Stored items
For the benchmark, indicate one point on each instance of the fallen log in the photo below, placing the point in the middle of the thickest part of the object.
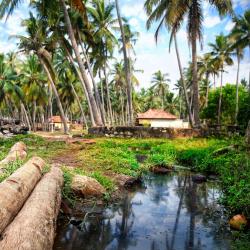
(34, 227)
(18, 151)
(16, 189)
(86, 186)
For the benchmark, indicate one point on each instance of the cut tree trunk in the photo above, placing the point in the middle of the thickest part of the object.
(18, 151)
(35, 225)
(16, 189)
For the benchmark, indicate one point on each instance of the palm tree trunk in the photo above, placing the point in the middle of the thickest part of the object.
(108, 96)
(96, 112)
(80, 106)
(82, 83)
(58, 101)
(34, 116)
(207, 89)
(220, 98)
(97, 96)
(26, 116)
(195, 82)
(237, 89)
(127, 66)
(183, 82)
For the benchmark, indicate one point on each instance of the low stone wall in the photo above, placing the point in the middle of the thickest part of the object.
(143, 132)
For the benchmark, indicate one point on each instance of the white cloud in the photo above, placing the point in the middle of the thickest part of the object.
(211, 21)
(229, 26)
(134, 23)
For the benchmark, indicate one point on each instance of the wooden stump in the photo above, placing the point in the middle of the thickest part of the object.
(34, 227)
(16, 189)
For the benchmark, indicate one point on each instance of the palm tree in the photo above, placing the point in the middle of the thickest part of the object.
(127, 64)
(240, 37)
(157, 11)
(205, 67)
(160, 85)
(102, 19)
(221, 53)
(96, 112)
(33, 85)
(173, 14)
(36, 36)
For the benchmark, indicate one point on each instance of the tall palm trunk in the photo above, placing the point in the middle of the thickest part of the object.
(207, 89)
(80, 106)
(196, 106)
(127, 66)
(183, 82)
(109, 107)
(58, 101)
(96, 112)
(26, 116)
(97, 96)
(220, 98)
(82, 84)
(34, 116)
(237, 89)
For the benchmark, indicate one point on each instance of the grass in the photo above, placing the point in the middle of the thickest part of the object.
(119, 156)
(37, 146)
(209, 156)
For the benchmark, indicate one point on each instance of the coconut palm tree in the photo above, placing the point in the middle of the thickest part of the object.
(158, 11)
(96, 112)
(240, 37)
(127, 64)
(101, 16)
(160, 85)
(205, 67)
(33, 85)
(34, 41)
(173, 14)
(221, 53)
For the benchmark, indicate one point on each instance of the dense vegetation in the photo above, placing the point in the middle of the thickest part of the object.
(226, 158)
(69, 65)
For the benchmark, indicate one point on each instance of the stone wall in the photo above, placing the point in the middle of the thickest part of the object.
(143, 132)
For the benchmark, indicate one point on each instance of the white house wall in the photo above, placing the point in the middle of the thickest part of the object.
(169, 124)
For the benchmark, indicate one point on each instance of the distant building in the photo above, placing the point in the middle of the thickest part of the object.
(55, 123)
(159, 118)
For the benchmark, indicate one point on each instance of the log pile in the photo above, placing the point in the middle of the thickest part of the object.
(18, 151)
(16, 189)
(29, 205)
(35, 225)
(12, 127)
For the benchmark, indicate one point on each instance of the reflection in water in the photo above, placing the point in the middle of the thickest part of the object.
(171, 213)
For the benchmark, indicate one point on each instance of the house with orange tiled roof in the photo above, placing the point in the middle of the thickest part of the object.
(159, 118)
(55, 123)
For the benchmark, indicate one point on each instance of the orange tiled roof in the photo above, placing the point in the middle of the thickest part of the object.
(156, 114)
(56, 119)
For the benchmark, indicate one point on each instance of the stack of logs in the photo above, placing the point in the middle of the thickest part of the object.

● **Job**
Keep every word of the data as it is when you write it out, but drop the pictures.

● **Solution to this task**
For the benchmark, indicate one point on each instance of the fallen log in the photo below, placing the point in the middle of the thickest part of the object.
(34, 227)
(18, 151)
(16, 189)
(86, 186)
For the benchmark, indicate one point on each instance of the cut tree trunk in the photo above, placing the point in the middle of the thickest part of the object.
(18, 151)
(35, 225)
(16, 189)
For the benchmark, indicate one point on each instance of the palm tree trunk in the photo above, placing the point in the middle of the thickest part of the object.
(108, 96)
(96, 112)
(80, 106)
(82, 83)
(58, 101)
(34, 116)
(207, 89)
(220, 98)
(97, 96)
(26, 116)
(195, 82)
(237, 89)
(127, 66)
(183, 82)
For the benchmark, indicate one point on each instance of the low stone wall in the photo above, placing the point in the middle of the thickest part of the object.
(143, 132)
For the benchmark, indicate one point on each instance of the white cloud in the photo above, placing the point in the middle of the thickest part of the object.
(211, 21)
(229, 26)
(134, 23)
For the benchmark, indicate one point on each instance of the wooden stump in the photo above, placing the point in the middle of the thickest part of the object.
(34, 227)
(16, 189)
For the benchmark, indicate one point on each instance of the palm tree in the photo above, placing the point in the middle of the thickest part of the object.
(127, 64)
(240, 37)
(157, 11)
(205, 67)
(160, 85)
(102, 19)
(221, 53)
(96, 112)
(33, 85)
(173, 14)
(36, 36)
For the benchmark, indicate one point on each instance of the tall palm trunk in the photo above, placing the point in the middle of the thickest part of the object.
(207, 89)
(80, 106)
(196, 106)
(127, 66)
(183, 82)
(109, 107)
(58, 101)
(96, 112)
(26, 116)
(97, 96)
(220, 98)
(82, 84)
(34, 116)
(237, 89)
For the benchmark, indicate one point on each instance of the grass in the photo above, placing the point in the middle of the thickest part of the object.
(119, 156)
(37, 146)
(209, 156)
For the benchmark, indicate one point on each instance of the coconut palm tree in the photo above, placing the point in the middle of the thickest part of the object.
(158, 11)
(96, 112)
(240, 37)
(127, 64)
(101, 16)
(160, 85)
(205, 67)
(33, 85)
(34, 41)
(173, 14)
(221, 53)
For the benchmark, indicate one point on each instance of the dense vegetation in the photo above, placing the point in the middle of the thickest part of the object.
(226, 158)
(69, 65)
For the benchmark, indicate one point on each instance of the stone wall in the photo above, placing the point in the middle of the thickest part of the object.
(143, 132)
For the benchmark, indicate one point on each instance of the white house wall in the photo above, placing the point in the middle of the thickest part of the object.
(169, 124)
For the benchmark, indicate one point on each instance of the distant building in the photo above, placing the point in the middle of the thickest part of the object.
(55, 123)
(159, 118)
For the benchmark, indicate one point on each instance of the log pile in the photo above, placing the point in the middle of the thickest part of the object.
(18, 151)
(16, 189)
(29, 205)
(35, 225)
(12, 127)
For the benchmark, indicate one point on each instance of the reflection in water in the photo above, placing the point in the middle of the thickest part of the object.
(171, 213)
For the benchmark, indicate one point on each instance of the house with orange tiled roof in the photo above, placing the point in the middle of the thickest part of the object.
(159, 118)
(55, 123)
For the benchmark, indicate one point on each instance of the orange tiled roof in the photo above, placing the point in the middle of the thickest part of the object.
(156, 114)
(56, 119)
For the benchmark, indicate one point on each instance of the stack of logs in the photo above, placing the point in the middle of the thickest part of the object.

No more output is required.